Exercise directions:
Transcribe, word for word and with nothing extra, the line containing "Point out every instance of the dirt" and each line that comes after it in the entries.

Material provided:
○ ○ ○ ○

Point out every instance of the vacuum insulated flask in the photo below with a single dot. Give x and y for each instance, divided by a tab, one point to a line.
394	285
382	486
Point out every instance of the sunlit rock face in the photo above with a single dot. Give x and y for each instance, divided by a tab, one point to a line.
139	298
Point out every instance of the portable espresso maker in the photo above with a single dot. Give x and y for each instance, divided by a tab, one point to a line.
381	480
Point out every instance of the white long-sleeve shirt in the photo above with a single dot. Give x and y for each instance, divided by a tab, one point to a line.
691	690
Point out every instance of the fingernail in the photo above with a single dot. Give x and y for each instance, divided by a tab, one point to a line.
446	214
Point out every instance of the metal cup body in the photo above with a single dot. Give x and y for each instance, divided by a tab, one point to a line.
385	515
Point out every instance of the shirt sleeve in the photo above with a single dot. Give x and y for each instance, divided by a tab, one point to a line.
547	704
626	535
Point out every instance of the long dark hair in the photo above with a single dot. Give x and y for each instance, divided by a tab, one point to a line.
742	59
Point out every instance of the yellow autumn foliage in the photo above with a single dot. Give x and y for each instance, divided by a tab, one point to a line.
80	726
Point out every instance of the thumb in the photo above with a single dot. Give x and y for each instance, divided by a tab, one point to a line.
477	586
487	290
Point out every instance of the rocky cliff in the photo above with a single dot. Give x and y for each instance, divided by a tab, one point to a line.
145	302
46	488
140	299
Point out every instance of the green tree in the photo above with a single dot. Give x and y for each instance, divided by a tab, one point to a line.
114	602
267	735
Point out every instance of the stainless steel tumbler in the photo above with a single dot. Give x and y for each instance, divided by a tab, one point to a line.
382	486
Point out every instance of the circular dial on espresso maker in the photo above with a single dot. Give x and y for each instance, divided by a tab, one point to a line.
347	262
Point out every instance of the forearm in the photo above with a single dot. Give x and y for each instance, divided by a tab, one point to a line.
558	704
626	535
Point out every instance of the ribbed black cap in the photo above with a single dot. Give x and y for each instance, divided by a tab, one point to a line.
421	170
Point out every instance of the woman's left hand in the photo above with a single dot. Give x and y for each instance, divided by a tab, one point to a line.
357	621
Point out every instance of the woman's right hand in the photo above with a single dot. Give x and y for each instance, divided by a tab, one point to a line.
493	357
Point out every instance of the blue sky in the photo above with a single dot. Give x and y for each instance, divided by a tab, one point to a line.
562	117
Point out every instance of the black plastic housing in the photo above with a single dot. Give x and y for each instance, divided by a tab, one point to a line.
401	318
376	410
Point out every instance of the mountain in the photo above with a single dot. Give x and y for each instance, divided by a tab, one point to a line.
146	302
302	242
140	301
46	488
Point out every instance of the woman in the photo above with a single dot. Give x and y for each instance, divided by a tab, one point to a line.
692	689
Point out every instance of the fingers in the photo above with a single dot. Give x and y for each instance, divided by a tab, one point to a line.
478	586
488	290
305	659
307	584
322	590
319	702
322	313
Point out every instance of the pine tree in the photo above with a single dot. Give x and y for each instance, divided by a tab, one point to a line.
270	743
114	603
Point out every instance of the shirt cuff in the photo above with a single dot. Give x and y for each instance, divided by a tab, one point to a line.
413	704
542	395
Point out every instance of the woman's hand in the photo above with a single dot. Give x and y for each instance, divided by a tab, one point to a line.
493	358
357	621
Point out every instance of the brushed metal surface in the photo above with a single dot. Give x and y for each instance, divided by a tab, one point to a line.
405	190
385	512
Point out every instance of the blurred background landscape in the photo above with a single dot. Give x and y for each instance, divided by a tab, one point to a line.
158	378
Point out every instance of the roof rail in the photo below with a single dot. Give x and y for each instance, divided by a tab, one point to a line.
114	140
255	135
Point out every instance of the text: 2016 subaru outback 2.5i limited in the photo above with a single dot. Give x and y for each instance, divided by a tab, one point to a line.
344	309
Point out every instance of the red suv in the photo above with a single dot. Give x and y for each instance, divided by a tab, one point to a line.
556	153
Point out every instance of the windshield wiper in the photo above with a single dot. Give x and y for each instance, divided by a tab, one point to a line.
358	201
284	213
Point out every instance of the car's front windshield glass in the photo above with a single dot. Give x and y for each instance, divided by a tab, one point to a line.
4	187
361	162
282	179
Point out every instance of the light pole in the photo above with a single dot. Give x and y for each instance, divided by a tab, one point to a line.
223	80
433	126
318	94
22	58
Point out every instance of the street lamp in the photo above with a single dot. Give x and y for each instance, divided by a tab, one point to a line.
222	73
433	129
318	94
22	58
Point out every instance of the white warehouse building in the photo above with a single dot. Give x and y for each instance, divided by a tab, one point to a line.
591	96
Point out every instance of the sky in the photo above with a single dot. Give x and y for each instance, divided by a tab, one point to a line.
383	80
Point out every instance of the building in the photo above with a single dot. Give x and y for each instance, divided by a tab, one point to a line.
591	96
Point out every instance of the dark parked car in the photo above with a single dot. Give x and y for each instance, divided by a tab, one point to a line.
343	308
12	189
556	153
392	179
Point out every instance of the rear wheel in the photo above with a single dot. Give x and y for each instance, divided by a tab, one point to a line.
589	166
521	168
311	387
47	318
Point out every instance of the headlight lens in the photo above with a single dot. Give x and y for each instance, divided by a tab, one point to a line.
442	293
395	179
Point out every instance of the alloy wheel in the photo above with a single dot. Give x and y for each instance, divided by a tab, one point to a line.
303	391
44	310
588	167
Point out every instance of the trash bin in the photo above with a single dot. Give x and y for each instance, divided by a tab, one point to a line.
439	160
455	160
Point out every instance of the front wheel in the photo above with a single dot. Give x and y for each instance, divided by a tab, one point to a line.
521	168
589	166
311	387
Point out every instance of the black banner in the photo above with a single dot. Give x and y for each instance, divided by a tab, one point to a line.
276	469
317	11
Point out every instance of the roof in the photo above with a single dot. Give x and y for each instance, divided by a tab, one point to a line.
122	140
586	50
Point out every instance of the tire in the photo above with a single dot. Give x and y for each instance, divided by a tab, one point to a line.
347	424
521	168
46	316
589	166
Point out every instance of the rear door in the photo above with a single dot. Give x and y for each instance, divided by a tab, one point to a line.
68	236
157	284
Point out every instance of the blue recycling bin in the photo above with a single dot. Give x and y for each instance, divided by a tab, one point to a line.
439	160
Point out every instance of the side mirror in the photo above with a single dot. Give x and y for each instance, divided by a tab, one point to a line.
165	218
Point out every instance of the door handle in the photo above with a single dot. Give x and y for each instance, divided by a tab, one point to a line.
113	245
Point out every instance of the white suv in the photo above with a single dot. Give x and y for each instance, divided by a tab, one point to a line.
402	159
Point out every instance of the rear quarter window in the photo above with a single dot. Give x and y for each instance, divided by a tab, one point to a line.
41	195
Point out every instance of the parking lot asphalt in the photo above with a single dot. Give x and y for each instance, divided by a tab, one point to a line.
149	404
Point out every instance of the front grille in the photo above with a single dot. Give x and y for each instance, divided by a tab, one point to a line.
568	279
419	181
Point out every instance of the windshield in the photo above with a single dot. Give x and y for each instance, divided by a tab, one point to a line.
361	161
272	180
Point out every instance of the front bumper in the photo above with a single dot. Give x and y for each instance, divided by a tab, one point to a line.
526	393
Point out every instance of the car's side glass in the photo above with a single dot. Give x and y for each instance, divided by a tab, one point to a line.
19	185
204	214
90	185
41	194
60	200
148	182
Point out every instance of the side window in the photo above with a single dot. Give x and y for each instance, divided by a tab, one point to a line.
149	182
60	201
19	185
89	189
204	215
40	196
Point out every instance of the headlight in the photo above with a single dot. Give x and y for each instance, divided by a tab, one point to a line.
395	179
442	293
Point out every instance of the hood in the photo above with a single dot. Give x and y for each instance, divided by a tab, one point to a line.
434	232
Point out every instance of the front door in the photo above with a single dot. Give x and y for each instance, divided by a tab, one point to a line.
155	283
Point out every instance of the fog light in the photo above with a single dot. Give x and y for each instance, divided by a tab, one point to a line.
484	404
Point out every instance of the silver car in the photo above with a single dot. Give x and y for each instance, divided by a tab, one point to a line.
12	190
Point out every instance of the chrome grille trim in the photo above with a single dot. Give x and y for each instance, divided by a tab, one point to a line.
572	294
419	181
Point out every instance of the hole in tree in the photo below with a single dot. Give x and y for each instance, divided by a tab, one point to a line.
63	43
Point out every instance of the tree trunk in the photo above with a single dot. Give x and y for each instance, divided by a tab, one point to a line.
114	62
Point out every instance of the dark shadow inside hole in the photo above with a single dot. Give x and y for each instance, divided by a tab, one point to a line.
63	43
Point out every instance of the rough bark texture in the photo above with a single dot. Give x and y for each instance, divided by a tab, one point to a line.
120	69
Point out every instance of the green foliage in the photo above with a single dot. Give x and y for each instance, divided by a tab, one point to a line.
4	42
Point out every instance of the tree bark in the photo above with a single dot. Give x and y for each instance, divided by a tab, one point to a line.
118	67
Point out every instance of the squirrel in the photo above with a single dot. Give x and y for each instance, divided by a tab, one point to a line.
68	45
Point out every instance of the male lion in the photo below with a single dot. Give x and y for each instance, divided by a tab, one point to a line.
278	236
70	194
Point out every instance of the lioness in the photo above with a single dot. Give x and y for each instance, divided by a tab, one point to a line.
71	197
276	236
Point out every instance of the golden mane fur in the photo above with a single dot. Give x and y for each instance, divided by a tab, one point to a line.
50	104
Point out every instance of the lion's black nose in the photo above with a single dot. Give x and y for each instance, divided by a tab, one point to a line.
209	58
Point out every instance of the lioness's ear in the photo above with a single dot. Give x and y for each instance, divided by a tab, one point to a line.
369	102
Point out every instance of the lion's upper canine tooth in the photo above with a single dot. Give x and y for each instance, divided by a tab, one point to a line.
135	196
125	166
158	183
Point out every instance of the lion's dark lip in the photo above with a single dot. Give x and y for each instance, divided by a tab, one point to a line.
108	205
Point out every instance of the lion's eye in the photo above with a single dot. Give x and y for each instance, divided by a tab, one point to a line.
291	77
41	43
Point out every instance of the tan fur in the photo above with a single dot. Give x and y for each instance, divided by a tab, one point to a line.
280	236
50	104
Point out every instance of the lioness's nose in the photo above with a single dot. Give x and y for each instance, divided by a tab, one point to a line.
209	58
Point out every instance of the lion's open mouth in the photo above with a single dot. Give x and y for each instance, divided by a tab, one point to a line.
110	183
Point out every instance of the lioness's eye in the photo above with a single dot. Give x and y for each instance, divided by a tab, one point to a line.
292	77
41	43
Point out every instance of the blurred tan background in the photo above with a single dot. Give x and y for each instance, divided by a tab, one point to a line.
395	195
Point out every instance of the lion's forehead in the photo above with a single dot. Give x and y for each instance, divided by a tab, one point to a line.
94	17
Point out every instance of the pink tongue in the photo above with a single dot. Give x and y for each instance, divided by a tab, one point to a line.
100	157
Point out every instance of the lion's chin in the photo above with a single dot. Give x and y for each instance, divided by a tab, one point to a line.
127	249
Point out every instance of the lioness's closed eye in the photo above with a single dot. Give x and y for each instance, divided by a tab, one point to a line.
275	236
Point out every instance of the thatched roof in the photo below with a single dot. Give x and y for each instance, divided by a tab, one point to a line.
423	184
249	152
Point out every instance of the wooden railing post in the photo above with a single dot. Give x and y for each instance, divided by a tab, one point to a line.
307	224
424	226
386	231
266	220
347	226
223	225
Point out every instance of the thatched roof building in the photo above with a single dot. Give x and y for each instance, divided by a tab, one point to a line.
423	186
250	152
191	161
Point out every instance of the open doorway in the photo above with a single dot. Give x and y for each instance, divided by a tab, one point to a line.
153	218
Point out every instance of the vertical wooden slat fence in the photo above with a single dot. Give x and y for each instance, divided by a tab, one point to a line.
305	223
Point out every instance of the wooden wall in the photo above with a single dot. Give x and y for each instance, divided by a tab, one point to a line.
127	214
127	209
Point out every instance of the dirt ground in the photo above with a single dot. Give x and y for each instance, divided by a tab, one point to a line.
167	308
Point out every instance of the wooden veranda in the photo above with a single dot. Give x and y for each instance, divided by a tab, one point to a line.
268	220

○ ○ ○ ○

Response to this exercise:
Point out every instance of the dirt ground in the photo above with a single dot. Give x and y for each instance, divided by a tab, one point to a line.
167	308
Point out every instance of the wooden veranda in the photo above with a single dot. Give x and y for each instance, divided by a tab, one point to a line.
268	220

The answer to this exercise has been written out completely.